## Exercise
Copy each of the following items word for word, keeping every line as it appears.

## Excerpted records
▼▼▼

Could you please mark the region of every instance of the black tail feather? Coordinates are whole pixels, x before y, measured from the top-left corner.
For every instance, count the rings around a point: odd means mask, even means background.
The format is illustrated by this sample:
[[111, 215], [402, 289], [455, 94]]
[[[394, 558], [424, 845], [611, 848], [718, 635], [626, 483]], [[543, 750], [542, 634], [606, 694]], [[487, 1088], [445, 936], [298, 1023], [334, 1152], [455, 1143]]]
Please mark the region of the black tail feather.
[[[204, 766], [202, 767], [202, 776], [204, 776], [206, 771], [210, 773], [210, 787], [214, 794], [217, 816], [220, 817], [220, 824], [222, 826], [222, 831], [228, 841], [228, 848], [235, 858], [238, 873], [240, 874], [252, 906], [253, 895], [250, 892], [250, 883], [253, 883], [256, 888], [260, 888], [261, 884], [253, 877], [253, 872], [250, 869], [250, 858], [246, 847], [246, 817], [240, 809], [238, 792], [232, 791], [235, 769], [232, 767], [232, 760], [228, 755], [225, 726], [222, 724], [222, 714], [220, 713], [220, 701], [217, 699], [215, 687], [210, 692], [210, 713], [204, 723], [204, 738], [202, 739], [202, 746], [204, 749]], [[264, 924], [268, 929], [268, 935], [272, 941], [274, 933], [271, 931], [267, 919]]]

▲▲▲

## Solution to this task
Could you please mark the region of every instance of the black tail feather? Coordinates are whole pixels, x before y, measured from the top-left corner.
For every instance, count the rings around a point: odd means mask, even means background.
The format is illustrated by this sample:
[[111, 215], [402, 289], [455, 94]]
[[[394, 558], [424, 845], [611, 848], [718, 635], [626, 483]], [[543, 750], [542, 634], [606, 694]], [[487, 1088], [445, 936], [298, 1023], [334, 1152], [455, 1143]]]
Please mark the region of the black tail feather.
[[[204, 766], [202, 767], [202, 776], [204, 776], [206, 771], [210, 773], [210, 787], [214, 794], [217, 816], [220, 817], [220, 824], [222, 826], [222, 831], [228, 841], [228, 848], [235, 858], [238, 873], [240, 874], [252, 906], [253, 895], [250, 892], [250, 883], [253, 883], [256, 888], [260, 888], [261, 884], [253, 877], [253, 872], [250, 869], [250, 858], [246, 847], [246, 817], [240, 809], [238, 792], [232, 791], [235, 769], [232, 767], [232, 760], [228, 755], [225, 726], [222, 724], [222, 714], [220, 713], [220, 701], [217, 699], [215, 687], [210, 692], [210, 713], [204, 723], [204, 738], [202, 739], [202, 746], [204, 749]], [[264, 924], [268, 929], [268, 935], [272, 941], [274, 933], [271, 931], [267, 919]]]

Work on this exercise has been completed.